> **DATA FOR PROCESSING**
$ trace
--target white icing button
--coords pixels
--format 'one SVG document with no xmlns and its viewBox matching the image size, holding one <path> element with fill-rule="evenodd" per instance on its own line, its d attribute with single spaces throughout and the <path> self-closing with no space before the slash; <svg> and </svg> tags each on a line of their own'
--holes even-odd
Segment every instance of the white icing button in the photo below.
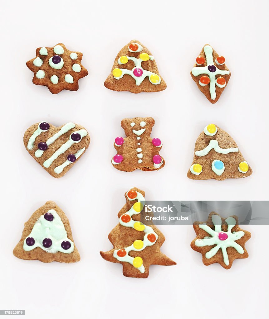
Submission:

> **STATED PROBLEM**
Reproduce the records with "white icing button" switched to "sugar pearl" at every occurrence, leaving all else unchanged and omitting the pictures.

> **OUTPUT OF THE EXERCISE**
$ trace
--target sugar pearl
--coords pixels
--format 'one SVG document with no xmlns and its viewBox matching the image size, holding one <path> element with fill-rule="evenodd" per instance on its own line, its d attribute with single spaces throughout and the <path> self-closing with no space before the slash; <svg> and </svg> tags each on a line of their own'
--holes even-odd
Segment every instance of the sugar pearl in the photo below.
Submission:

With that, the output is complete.